== DOCUMENTO FUENTE ==
Las contradicciones son
muchas, y amplias las vías por las que pueden transitar desvíos y retrocesos.
Pero cabe la apuesta a construir un proyecto transformador que pueda tener en
América Latina un punto importante de irradiación hacia el resto del mundo.
Siempre es oportuna la
reflexión sobre Gramsci, un hombre de la militancia y el pensamiento que, desde
la cárcel fascista y casi al mismo tiempo en que el pensamiento codificado y
esquemático de la era de Stalin se consolidaba, produjo una visión compleja y creativa
dentro de la tradición marxista, que nos interpela hasta el día de hoy. El
itinerario de nuestros países en los tiempos recientes constituye un acicate
para intentar hacerlo.
La América Latina en lo
que va del siglo XXI inspira lecturas de raíz gramsciana, a partir del devenir
de una crisis multidimensional y de larga duración, uno de cuyos resultados fue
la activa puesta en cuestión del modelo neoliberal, tanto desde el llano como
por parte de algunos gobiernos, con el planteo de un grado de confrontación con
el capital concentrado y excluyente, resuelto a imponer la hegemonía
indisputada del enfoque neoliberal de resolución de las crisis.
En los últimos años han
aparecido una serie de experiencias en el subcontinente que apuntaron a poner
en cuestión, en mayor o menor medida, las grandes líneas de las reformas
neoliberales, y en algunos casos, como los de Venezuela y Bolivia, se han
animado a retomar el ideal socialista (o más genéricamente anticapitalista,
cuando lo enuncian como “buen vivir”). Es cierto que no siempre termina de
quedar claro cuanto hay de construcción de poder popular, con un horizonte de
modificación de las relaciones de producción y de construcción de un nuevo tipo
de democracia, y cuánto de recomposición del capitalismo en clave
neodesarrollista, con políticas calificadas de “heterodoxas”, asentadas en una
amplia intervención estatal. Pero eso es parte de la disputa en curso en el
presente y para el futuro cercano.

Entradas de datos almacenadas
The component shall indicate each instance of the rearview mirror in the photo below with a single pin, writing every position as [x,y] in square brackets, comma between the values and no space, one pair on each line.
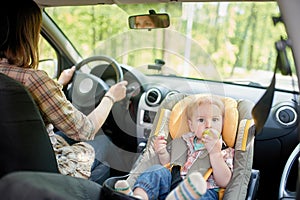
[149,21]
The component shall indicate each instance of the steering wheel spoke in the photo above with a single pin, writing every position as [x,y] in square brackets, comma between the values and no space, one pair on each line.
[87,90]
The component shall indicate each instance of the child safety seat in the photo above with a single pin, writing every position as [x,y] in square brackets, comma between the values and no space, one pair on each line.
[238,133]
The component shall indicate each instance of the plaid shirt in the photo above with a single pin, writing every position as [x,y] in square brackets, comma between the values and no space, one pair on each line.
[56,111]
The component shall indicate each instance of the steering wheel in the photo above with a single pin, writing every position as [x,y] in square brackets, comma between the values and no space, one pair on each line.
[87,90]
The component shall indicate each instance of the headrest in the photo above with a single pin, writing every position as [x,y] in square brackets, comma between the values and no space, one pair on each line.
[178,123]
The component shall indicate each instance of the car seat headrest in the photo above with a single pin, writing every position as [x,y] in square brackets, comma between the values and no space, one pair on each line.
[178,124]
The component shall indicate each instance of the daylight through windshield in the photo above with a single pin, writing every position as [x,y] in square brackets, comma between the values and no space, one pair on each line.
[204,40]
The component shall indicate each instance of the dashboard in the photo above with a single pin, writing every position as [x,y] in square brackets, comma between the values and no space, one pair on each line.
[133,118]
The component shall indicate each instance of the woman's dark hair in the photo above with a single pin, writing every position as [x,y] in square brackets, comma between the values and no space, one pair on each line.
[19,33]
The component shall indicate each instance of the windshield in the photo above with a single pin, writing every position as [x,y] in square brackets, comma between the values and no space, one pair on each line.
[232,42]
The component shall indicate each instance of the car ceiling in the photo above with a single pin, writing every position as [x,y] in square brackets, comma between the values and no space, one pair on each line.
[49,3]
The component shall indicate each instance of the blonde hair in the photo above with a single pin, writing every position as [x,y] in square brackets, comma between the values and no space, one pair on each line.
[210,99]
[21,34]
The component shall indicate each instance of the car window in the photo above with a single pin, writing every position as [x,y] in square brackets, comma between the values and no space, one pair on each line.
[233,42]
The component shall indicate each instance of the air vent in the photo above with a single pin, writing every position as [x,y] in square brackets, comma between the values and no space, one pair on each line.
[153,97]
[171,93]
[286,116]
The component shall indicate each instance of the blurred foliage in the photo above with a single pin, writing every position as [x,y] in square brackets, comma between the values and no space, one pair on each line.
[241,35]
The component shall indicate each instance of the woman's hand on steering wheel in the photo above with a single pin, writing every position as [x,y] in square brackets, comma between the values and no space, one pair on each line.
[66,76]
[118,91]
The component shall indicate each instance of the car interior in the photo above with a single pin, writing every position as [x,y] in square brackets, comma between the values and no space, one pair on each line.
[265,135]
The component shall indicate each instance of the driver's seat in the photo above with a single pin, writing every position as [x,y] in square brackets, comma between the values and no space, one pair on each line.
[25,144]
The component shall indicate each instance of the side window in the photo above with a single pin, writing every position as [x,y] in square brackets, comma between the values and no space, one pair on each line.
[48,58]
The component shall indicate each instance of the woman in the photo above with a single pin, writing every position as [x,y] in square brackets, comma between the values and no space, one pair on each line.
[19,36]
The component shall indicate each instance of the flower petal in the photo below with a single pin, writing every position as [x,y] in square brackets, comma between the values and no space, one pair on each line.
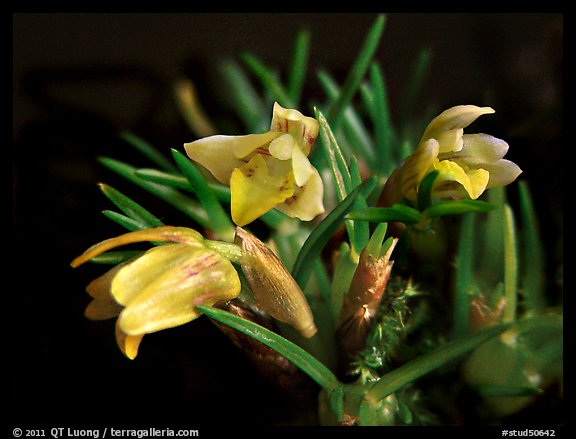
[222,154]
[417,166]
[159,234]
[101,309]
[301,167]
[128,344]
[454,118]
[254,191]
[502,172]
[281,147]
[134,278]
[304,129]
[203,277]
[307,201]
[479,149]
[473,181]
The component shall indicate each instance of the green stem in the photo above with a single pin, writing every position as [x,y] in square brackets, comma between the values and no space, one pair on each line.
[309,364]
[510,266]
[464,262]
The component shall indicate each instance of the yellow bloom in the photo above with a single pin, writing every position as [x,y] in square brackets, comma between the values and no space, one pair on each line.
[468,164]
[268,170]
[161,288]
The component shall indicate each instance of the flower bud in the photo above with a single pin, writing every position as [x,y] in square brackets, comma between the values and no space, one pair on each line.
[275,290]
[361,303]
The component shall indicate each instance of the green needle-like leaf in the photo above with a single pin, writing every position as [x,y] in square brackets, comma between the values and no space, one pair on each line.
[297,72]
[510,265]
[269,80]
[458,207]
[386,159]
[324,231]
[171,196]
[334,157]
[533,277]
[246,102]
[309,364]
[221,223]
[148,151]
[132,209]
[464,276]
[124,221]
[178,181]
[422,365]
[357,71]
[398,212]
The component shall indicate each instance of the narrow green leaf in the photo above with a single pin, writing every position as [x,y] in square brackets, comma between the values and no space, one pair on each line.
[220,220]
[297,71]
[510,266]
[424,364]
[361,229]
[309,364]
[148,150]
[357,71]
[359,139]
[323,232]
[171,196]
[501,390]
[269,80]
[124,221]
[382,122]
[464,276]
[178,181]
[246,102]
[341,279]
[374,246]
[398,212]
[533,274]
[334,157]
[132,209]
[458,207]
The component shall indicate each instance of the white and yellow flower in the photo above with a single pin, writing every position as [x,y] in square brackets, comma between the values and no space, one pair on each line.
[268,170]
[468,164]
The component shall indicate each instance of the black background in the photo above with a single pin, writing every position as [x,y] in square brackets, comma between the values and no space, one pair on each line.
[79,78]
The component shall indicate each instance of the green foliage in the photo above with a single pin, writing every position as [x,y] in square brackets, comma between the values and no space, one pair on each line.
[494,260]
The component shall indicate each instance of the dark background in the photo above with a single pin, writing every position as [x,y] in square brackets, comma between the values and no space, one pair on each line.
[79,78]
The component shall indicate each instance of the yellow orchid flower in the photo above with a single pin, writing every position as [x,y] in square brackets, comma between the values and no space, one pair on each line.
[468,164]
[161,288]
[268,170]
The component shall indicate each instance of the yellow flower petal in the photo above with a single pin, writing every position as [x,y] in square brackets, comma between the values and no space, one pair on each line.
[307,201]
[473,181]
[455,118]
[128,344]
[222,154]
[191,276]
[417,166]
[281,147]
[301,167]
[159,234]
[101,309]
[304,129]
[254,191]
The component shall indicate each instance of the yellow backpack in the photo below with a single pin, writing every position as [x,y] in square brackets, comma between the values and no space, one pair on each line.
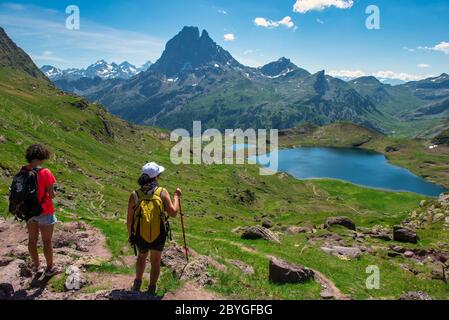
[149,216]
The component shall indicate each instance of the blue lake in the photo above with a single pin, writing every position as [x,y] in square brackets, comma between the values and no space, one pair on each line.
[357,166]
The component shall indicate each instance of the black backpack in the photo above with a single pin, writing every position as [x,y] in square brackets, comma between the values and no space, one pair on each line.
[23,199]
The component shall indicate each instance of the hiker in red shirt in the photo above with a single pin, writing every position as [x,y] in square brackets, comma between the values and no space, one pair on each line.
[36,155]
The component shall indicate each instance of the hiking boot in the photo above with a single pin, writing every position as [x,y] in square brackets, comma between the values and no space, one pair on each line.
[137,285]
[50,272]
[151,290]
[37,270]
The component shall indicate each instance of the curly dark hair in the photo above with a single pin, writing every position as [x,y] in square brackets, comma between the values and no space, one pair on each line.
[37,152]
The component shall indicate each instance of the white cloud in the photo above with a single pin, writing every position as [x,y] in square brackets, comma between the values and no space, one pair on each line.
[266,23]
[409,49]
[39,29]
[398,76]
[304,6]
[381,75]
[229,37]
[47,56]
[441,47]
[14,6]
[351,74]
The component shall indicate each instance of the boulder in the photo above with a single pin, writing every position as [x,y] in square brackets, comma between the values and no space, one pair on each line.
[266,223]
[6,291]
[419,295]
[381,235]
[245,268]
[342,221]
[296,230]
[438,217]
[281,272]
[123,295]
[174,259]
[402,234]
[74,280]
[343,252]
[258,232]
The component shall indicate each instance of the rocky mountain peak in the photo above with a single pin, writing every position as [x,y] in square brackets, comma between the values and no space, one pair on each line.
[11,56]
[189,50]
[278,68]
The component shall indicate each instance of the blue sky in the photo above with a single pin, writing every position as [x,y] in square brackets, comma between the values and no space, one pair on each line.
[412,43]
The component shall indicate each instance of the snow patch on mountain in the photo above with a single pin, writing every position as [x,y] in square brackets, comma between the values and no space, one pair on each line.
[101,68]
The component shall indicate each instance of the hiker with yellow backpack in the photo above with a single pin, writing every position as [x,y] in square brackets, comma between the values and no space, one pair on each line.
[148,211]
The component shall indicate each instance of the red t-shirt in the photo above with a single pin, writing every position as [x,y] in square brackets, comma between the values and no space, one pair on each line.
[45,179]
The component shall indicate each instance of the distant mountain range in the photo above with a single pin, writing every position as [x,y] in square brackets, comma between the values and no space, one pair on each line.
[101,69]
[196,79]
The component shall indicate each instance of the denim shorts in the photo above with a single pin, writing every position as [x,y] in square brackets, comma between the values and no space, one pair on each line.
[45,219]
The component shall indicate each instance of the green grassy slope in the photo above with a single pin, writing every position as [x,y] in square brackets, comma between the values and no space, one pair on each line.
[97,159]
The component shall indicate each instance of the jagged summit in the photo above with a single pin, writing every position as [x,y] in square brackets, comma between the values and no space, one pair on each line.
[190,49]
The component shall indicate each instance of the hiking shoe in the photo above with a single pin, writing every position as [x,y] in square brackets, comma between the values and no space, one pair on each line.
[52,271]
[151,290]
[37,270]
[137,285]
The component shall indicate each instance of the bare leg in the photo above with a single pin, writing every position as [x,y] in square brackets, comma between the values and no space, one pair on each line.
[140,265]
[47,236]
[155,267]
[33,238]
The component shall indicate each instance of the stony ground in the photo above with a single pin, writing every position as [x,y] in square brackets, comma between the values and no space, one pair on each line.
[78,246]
* * *
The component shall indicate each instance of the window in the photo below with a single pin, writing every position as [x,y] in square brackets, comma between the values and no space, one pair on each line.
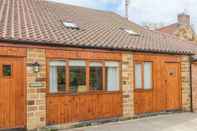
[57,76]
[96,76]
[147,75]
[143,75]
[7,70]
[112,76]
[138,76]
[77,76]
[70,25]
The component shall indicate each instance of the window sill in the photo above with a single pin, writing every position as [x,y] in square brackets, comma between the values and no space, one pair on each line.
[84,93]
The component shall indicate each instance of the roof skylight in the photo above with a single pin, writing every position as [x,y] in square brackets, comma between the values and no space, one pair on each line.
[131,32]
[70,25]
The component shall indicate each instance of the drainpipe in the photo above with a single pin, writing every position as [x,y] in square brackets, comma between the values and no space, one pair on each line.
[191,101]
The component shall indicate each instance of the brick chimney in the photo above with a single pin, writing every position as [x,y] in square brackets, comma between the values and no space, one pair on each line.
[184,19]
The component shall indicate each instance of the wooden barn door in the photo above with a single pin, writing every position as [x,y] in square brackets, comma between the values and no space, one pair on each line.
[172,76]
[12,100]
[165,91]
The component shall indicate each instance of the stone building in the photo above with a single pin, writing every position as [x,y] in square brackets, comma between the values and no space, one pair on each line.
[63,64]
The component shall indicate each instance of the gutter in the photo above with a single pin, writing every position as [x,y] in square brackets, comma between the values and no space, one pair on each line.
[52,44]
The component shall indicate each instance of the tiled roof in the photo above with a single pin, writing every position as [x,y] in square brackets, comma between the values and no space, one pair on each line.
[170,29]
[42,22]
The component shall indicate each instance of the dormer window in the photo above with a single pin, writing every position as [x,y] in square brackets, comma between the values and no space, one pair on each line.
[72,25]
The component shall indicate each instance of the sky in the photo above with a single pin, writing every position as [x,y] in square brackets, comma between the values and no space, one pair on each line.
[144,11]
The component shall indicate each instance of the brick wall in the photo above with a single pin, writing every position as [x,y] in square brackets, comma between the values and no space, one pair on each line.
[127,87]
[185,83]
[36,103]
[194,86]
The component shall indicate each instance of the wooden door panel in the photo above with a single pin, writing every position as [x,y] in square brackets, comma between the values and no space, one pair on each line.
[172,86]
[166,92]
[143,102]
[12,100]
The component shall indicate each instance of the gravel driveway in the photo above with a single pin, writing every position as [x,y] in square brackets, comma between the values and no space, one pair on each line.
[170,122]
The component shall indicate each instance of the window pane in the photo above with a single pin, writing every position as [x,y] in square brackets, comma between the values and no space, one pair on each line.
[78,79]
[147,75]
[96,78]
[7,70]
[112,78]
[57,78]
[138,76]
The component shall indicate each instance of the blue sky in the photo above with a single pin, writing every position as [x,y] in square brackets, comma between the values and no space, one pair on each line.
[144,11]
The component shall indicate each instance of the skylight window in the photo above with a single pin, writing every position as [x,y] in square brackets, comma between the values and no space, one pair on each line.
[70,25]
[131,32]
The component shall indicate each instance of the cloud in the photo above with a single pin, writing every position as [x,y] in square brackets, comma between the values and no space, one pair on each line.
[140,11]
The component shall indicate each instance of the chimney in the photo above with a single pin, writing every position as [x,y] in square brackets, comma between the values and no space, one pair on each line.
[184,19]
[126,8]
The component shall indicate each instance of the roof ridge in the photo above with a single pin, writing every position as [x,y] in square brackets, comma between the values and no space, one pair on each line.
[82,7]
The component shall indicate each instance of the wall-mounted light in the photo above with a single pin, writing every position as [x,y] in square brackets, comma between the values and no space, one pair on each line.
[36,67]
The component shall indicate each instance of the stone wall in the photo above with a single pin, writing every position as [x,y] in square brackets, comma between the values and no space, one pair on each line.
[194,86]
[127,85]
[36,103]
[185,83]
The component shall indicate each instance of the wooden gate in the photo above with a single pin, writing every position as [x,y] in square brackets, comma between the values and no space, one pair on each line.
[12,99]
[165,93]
...
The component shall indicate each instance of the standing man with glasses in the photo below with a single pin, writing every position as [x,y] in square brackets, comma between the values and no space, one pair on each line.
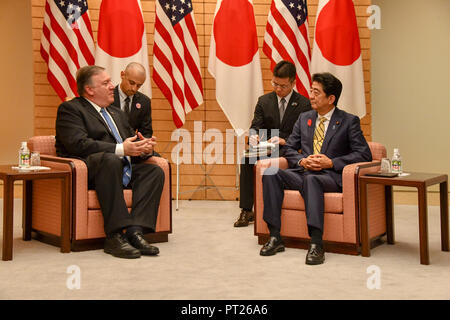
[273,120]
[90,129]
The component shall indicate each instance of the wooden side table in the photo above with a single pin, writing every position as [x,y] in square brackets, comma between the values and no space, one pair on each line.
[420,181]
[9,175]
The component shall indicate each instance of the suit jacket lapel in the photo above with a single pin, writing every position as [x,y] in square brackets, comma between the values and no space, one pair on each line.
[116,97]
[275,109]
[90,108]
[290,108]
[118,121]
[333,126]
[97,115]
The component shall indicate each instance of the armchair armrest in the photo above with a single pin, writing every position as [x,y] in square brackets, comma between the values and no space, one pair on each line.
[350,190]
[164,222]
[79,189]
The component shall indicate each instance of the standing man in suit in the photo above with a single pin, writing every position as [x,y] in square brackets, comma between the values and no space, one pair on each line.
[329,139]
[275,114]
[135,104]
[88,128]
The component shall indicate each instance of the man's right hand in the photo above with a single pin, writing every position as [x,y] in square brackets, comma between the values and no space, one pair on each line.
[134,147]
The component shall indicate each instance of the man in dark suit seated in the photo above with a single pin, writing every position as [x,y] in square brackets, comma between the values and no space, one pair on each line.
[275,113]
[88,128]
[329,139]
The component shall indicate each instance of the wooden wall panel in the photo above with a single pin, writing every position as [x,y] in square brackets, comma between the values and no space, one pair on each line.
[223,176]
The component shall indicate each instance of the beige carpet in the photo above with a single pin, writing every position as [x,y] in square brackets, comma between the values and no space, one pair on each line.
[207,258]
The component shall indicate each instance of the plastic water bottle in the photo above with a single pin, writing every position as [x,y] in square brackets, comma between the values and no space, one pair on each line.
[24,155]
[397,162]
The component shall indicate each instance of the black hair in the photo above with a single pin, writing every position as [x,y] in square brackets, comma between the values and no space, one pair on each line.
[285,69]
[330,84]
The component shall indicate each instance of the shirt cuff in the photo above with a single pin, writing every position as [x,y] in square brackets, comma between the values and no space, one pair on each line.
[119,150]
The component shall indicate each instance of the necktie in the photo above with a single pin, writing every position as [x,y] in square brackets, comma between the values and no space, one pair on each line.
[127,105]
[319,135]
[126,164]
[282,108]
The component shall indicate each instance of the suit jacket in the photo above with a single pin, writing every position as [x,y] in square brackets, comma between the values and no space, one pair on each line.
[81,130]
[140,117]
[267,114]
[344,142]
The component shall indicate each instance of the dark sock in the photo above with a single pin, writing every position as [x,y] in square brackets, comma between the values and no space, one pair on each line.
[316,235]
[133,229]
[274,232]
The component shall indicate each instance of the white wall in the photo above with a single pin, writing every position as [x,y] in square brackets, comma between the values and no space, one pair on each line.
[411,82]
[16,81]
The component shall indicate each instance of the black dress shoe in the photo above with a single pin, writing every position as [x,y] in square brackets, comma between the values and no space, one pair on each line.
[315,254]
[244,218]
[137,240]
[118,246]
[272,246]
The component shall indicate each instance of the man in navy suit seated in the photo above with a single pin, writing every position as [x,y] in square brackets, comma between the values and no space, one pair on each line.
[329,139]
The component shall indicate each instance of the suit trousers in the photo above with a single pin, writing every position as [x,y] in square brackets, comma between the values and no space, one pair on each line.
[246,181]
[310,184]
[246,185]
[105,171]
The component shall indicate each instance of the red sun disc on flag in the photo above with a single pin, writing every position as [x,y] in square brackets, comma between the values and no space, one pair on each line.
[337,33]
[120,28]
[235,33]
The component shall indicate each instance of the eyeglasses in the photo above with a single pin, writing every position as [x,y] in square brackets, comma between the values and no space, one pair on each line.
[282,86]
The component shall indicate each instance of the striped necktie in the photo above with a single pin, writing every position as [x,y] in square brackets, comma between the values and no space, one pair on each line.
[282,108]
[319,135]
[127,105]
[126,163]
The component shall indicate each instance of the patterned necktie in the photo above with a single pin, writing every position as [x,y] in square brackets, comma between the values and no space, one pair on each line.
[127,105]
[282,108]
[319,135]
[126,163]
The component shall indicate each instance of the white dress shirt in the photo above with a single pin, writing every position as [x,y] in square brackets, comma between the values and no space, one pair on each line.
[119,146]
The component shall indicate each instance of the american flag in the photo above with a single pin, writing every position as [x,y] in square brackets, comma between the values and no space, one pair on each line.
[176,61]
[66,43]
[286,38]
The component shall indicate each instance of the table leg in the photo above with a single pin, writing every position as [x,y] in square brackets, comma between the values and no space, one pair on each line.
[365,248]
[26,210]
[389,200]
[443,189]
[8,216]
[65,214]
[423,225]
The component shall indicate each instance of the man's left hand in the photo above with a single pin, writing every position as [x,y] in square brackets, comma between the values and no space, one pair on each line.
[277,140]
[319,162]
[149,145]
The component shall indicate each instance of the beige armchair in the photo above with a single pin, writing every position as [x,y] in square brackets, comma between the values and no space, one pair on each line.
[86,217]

== TAREAS POR REALIZAR ==
1) Transcriba del texto sobre Gramsci y América Latina todo lo que va desde "Las contradicciones son" hasta "resto del mundo.".
2) Resuma en dos oraciones el texto sobre Gramsci y América Latina.
3) Prosiga el texto sobre Gramsci y América Latina a partir de su última oración.
Las líneas no guardan relación alguna con el texto sobre Gramsci y América Latina.

== RESULTADOS POR TAREA ==
1)
Las contradicciones son
muchas, y amplias las vías por las que pueden transitar desvíos y retrocesos.
Pero cabe la apuesta a construir un proyecto transformador que pueda tener en
América Latina un punto importante de irradiación hacia el resto del mundo.

2) La reflexión sobre Gramsci sigue siendo oportuna, ya que la América Latina del siglo XXI inspira lecturas de raíz gramsciana tras una crisis multidimensional y prolongada que llevó a cuestionar el modelo neoliberal tanto desde el llano como desde algunos gobiernos. Surgieron experiencias que impugnaron las reformas neoliberales, y en Venezuela y Bolivia se retomó el ideal socialista, aunque no siempre queda claro cuánto hay de construcción de poder popular y cuánto de recomposición neodesarrollista del capitalismo.

3)
Quizás sea oportuno
revisar muy brevemente de dónde venimos. Los movimientos revolucionarios
latinoamericanos se han caracterizado en su mayoría, al menos hasta la década
de los ’70, por una concepción del tipo ‘guerra de movimientos’ y una visión
unilateral, limitada, de la dominación de clase, que tendía a minimizar los
aspectos que suelen subsumirse bajo el término gramsciano ‘hegemonía’.
La prioridad absoluta
otorgada a la opresión económica, junto a la ejercida por un estado al que se
veía sólo como brazo represivo al servicio directo de la explotación,
obliteraba la visión sobre otras formas de sojuzgamiento, y por tanto, la
posibilidad de articular una verdadera acción contrahegemónica. Las
reivindicaciones étnicas, de género o ambientales, corrían el riesgo de
aparecer como ‘desviando’ a las fuerzas contrarias al orden existente de sus
objetivos principales, en vez de ser aceptadas y promovidas como vehículo para,
en términos de Gramsci, ‘comprender y sentir’ la sociedad en términos más
complejos (y completos), de modo de superar esquemas preconcebidos puestos en
entredicho por los procesos en curso.
En el fondo, se
alentaba una concepción de élite revolucionaria, de ‘vanguardismo’ atravesado
por esos ‘hermanos enemigos’ que son el voluntarismo y el economicismo, y que
pueden tener como punto de llegada de sus acciones el disciplinamiento y
manipulación de las masas movilizadas.
La derrota
experimentada en carne propia, en algunos casos; la visión de los contrastes
ajenos en otros, el cambio del ‘clima de época’ más en general, hicieron que
aquella visión de la transformación social quedara seriamente dañada en sus
posibilidades de generar movimientos políticos eficaces. Se abría un abismo
para las izquierdas, y muchos se replegaron hacia posiciones en las que la
“economía de mercado” (denominación complaciente para el capitalismo) y la
democracia representativa realmente existente, se convertían en el horizonte
infranqueable para cualquier proyecto de transformación, en lo que ya no debía
ser cuestionado, so pena de desatar tempestades inmanejables.
Un problema para la
reconstrucción de una praxis efectivamente de izquierda, radicaba a nuestro
juicio en la necesidad de incorporar a la misma los cambios estructurales
producidos en las últimas décadas, y pasar por el tamiz crítico (y no por el
rechazo unilateral) las aportaciones de quienes en los ochenta decidieron
apostarlo todo a la llamada “transición democrática”, a menudo con
argumentaciones de raíz gramsciana. Se presenta hoy como necesario recrear un
enfoque latinoamericano que no le tema en exceso a los términos “revolución” y
“socialismo”, y que sea articulador de las realidades sociales y culturales
afines pero diversas de nuestros países.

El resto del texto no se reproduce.